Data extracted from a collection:
____________________
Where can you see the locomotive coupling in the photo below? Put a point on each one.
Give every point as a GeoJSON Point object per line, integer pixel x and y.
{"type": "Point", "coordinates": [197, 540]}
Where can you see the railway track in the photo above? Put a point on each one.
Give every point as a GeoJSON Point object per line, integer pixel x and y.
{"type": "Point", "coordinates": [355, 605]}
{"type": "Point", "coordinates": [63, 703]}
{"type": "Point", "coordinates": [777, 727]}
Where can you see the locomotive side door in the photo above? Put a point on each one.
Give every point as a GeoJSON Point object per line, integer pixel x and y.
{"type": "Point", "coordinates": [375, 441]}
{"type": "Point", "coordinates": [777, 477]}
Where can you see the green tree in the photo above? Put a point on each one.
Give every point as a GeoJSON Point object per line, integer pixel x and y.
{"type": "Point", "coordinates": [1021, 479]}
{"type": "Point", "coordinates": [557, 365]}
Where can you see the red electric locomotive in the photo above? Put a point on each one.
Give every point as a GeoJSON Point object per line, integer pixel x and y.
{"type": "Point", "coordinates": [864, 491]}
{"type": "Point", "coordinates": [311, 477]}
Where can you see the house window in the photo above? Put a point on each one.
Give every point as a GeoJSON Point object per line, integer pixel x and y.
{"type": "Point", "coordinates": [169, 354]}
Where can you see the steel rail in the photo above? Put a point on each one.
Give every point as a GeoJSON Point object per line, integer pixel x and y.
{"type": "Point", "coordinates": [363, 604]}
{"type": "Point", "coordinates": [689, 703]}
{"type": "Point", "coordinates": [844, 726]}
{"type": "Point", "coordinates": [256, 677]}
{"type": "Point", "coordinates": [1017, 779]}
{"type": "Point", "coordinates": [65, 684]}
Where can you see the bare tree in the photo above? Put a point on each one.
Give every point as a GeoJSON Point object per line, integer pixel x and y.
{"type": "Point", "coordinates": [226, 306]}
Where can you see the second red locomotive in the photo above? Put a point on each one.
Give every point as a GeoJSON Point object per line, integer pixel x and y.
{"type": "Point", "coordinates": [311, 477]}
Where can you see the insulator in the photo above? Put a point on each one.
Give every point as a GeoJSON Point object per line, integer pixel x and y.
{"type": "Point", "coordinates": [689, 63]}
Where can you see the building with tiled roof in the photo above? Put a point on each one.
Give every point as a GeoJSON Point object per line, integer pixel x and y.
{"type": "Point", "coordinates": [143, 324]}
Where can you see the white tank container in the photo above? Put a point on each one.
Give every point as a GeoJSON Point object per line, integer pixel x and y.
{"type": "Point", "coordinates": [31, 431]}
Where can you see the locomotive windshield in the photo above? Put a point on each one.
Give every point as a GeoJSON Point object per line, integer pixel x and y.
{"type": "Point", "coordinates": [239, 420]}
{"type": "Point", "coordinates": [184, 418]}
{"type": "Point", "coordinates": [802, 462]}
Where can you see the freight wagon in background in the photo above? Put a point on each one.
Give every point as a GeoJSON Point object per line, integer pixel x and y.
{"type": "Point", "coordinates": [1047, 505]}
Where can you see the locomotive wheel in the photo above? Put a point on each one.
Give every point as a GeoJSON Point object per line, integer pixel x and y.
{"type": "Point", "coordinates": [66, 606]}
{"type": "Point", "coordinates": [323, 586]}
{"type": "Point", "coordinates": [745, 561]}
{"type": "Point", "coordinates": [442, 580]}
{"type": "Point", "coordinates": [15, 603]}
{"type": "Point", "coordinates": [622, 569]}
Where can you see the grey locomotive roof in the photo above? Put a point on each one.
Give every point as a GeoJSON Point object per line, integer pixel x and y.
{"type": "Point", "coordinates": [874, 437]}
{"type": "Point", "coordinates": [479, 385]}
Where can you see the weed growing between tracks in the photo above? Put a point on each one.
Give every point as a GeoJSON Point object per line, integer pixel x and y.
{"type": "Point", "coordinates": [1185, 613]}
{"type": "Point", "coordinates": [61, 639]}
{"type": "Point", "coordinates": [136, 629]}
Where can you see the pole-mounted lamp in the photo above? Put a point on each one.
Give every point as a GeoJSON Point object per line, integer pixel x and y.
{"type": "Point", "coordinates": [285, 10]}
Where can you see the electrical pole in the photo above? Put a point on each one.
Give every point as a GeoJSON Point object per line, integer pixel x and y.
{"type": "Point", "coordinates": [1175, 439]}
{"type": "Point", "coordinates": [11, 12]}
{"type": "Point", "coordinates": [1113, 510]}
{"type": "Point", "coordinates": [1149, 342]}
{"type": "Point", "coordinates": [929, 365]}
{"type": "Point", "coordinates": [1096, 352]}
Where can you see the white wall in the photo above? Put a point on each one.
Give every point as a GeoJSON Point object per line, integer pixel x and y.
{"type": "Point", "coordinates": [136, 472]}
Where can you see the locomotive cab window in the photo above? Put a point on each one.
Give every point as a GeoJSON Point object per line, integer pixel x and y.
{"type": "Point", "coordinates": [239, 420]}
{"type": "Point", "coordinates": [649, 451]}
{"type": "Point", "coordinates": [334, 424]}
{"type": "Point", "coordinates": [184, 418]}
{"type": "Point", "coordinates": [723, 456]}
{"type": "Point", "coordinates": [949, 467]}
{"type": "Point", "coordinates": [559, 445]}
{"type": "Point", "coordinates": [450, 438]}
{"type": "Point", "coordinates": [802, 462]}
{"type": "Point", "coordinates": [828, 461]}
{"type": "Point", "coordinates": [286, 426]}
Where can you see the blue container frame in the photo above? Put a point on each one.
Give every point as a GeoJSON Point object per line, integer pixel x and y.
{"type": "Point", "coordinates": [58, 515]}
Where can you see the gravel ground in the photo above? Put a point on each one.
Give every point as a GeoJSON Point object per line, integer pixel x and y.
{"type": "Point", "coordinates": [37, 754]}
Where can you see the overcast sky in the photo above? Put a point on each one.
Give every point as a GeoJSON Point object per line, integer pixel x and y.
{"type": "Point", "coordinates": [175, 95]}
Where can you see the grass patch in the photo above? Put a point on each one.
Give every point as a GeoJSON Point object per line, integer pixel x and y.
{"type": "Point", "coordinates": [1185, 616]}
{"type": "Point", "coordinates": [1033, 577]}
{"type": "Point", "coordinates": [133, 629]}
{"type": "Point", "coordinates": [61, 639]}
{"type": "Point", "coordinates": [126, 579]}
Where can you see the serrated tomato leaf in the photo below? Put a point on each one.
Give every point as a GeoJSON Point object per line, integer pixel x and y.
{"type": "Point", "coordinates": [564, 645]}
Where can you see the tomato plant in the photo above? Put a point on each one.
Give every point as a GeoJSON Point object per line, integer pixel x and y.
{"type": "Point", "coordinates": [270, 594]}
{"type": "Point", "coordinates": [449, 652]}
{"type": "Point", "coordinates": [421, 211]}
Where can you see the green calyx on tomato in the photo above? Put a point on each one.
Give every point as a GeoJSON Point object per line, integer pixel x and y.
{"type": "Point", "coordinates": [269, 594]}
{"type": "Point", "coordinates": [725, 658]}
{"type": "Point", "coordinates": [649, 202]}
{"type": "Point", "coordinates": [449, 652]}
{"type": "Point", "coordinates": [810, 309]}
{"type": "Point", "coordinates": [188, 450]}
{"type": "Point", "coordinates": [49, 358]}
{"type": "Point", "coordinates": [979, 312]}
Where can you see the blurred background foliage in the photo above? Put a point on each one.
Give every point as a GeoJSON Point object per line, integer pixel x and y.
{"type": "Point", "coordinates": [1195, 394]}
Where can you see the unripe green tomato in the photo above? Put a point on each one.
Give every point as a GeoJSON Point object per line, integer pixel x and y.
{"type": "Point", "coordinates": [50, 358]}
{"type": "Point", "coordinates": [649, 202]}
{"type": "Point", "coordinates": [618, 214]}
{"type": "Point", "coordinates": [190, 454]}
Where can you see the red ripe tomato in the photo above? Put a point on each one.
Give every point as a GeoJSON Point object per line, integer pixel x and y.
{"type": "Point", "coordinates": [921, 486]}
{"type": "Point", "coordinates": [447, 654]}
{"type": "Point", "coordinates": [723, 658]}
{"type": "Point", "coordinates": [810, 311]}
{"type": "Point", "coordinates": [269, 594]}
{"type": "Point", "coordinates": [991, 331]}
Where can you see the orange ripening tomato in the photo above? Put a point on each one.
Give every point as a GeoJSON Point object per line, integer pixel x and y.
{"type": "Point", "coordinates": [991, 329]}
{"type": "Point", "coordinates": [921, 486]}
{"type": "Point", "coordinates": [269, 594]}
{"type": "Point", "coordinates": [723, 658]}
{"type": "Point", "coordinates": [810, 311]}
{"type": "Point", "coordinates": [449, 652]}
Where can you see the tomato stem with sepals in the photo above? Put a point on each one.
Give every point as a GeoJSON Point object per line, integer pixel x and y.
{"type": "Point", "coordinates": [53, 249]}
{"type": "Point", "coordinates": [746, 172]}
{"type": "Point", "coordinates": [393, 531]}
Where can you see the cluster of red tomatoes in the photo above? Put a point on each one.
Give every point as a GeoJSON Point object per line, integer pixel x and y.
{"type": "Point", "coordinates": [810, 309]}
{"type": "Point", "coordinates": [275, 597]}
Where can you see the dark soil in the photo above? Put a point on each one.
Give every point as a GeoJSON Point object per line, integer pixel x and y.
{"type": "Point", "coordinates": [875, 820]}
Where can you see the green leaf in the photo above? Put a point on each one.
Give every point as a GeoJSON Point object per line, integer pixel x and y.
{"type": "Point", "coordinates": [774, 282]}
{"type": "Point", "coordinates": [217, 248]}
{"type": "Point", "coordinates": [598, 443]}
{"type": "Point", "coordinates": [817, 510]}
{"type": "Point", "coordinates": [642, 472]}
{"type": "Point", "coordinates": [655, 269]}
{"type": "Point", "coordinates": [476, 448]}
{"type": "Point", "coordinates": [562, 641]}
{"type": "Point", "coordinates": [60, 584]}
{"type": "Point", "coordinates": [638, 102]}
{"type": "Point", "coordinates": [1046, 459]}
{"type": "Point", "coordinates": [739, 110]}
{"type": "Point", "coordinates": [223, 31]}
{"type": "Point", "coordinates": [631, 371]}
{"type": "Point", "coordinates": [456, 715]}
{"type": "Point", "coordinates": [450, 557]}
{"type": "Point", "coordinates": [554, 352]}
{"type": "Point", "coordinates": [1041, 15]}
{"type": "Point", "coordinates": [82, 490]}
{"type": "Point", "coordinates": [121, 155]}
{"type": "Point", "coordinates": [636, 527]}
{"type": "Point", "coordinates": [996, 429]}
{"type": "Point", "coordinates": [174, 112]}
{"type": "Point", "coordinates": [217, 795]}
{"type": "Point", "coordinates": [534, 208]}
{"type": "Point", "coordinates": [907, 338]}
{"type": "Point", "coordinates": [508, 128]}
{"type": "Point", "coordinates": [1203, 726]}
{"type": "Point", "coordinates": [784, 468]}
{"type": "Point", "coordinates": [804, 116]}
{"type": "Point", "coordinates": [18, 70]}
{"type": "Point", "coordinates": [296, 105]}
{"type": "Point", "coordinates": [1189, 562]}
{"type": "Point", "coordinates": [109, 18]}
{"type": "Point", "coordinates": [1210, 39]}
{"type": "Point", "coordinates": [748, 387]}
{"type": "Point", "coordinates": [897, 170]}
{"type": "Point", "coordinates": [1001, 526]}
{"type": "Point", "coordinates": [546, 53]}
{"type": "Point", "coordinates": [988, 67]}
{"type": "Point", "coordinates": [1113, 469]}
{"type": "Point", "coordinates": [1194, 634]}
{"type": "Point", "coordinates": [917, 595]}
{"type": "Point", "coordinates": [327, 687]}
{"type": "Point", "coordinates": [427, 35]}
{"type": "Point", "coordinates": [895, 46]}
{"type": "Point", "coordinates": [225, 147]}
____________________
◆ **Task description**:
Retype exactly the lines of the data above that fall between the line with "Where can you see the pole-mounted" and the line with "Where can you see the locomotive cab", inclusive, and add nothing.

◆ **Answer below**:
Where can you see the pole-mounted lamp in the photo above? Put a point on each one.
Give every point as a GeoJSON Point object per line, integer pixel x and y.
{"type": "Point", "coordinates": [285, 10]}
Where can you see the electrical pole in the photo above? Put a point on each one.
Give every point as a GeoJSON Point object per line, integer pixel x and y.
{"type": "Point", "coordinates": [1175, 439]}
{"type": "Point", "coordinates": [11, 12]}
{"type": "Point", "coordinates": [1113, 510]}
{"type": "Point", "coordinates": [1149, 342]}
{"type": "Point", "coordinates": [929, 365]}
{"type": "Point", "coordinates": [1096, 352]}
Where can you see the white wall in the photo above? Put a point on each one.
Give every point as a GeoJSON Point object per line, integer pixel x and y.
{"type": "Point", "coordinates": [136, 472]}
Where can you see the locomotive cab window in the photo above? Put a point on each one.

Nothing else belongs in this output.